» **Exercise**:
Tally the lines in the records below that contain the word "pole" and give only the number.

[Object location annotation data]
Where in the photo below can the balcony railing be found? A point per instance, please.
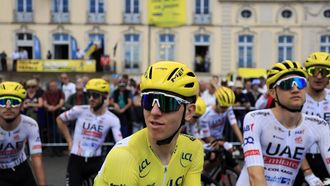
(132, 18)
(202, 18)
(23, 16)
(96, 17)
(60, 17)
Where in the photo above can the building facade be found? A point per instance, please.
(218, 37)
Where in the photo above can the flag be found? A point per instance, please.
(37, 50)
(74, 47)
(114, 50)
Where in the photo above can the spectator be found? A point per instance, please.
(49, 55)
(53, 102)
(68, 87)
(208, 94)
(3, 60)
(33, 102)
(121, 100)
(79, 97)
(15, 56)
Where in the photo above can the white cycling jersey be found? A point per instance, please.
(91, 130)
(12, 143)
(320, 109)
(196, 130)
(268, 144)
(216, 121)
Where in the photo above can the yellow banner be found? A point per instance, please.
(251, 72)
(167, 13)
(56, 66)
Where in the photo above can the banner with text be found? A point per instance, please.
(56, 66)
(169, 13)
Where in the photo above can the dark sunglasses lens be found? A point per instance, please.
(289, 83)
(13, 102)
(166, 104)
(94, 95)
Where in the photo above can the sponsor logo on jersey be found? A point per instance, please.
(248, 140)
(144, 168)
(298, 140)
(276, 179)
(277, 137)
(186, 159)
(176, 182)
(190, 137)
(262, 113)
(248, 127)
(253, 152)
(327, 160)
(281, 161)
(285, 151)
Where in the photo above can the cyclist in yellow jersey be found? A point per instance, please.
(159, 154)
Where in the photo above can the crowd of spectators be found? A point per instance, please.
(45, 103)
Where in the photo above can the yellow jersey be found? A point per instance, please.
(132, 162)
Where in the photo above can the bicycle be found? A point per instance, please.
(220, 174)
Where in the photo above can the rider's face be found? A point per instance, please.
(9, 112)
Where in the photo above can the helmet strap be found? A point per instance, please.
(168, 140)
(285, 107)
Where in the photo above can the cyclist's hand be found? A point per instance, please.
(228, 146)
(312, 180)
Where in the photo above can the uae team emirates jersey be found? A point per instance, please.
(279, 150)
(90, 130)
(12, 143)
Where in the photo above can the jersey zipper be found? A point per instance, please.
(164, 181)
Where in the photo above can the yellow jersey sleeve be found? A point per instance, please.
(193, 176)
(118, 169)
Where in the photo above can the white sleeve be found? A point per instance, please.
(261, 102)
(324, 143)
(251, 143)
(34, 139)
(71, 114)
(115, 127)
(231, 116)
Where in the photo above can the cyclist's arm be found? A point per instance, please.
(256, 176)
(119, 168)
(324, 143)
(65, 131)
(38, 169)
(237, 132)
(116, 129)
(36, 153)
(252, 151)
(193, 177)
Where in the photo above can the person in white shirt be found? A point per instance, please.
(276, 140)
(93, 123)
(68, 87)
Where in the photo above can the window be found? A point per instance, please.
(61, 6)
(24, 5)
(202, 7)
(132, 6)
(246, 13)
(245, 51)
(132, 51)
(96, 6)
(166, 47)
(325, 43)
(132, 11)
(326, 13)
(286, 14)
(285, 48)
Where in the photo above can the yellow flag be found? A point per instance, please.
(167, 13)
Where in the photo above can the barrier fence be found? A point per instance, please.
(51, 137)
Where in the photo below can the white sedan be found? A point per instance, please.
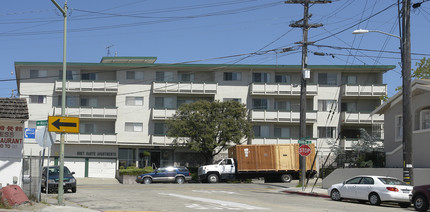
(375, 189)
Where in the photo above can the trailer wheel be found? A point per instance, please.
(286, 178)
(213, 178)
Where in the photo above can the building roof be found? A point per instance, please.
(417, 86)
(13, 108)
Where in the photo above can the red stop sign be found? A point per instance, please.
(304, 150)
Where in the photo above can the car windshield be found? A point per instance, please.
(392, 181)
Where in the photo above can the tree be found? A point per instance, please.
(210, 127)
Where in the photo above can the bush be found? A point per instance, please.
(135, 171)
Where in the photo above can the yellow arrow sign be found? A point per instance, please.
(63, 124)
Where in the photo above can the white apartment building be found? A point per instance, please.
(123, 103)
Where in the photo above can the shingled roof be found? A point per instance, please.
(13, 108)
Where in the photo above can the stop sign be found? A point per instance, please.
(304, 150)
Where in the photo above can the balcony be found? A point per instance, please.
(81, 138)
(184, 87)
(364, 90)
(281, 89)
(281, 116)
(162, 114)
(360, 118)
(88, 112)
(88, 86)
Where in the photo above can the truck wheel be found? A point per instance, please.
(213, 178)
(286, 178)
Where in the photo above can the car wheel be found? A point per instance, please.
(213, 178)
(286, 178)
(421, 203)
(335, 195)
(147, 180)
(180, 180)
(374, 199)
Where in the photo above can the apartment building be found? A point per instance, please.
(123, 103)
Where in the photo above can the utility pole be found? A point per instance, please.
(405, 43)
(305, 73)
(63, 104)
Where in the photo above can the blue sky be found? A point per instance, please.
(194, 30)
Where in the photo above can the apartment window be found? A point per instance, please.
(37, 99)
(163, 76)
(260, 104)
(69, 75)
(88, 76)
(326, 105)
(282, 132)
(399, 128)
(133, 127)
(327, 78)
(260, 77)
(282, 78)
(326, 132)
(133, 101)
(160, 129)
(261, 131)
(232, 76)
(425, 119)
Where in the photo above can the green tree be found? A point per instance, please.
(210, 127)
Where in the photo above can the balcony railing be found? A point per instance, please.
(364, 90)
(360, 118)
(281, 89)
(281, 116)
(185, 87)
(88, 86)
(82, 138)
(88, 112)
(162, 114)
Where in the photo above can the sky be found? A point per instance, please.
(210, 32)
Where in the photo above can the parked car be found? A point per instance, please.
(420, 197)
(169, 174)
(375, 189)
(52, 177)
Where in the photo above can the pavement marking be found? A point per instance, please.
(215, 204)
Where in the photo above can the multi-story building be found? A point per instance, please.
(123, 103)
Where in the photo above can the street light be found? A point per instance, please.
(405, 49)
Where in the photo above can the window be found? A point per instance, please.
(282, 132)
(282, 78)
(399, 128)
(326, 132)
(38, 73)
(133, 127)
(326, 105)
(425, 119)
(37, 99)
(133, 101)
(88, 76)
(260, 77)
(160, 129)
(232, 76)
(261, 131)
(327, 78)
(134, 75)
(260, 104)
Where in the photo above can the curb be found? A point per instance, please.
(313, 194)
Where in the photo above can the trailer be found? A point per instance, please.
(273, 162)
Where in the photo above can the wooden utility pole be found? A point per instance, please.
(305, 73)
(406, 92)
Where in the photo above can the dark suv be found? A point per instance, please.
(420, 197)
(52, 176)
(169, 174)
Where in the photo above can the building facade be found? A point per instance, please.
(124, 102)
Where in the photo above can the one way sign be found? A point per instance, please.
(63, 124)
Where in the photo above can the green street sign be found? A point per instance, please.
(42, 123)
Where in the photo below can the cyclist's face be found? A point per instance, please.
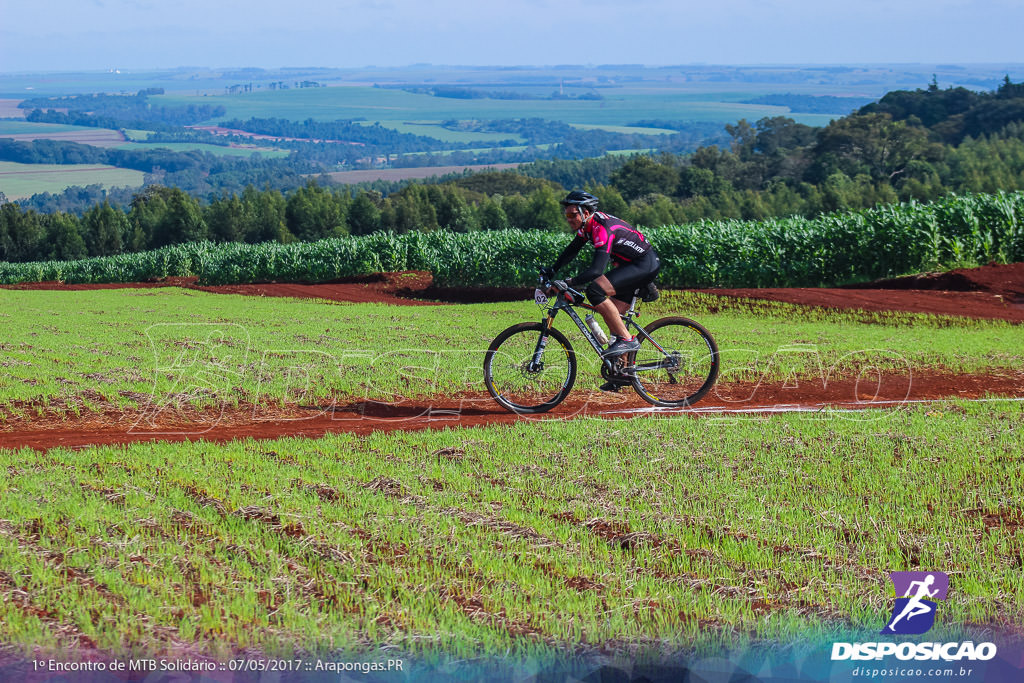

» **Task solution**:
2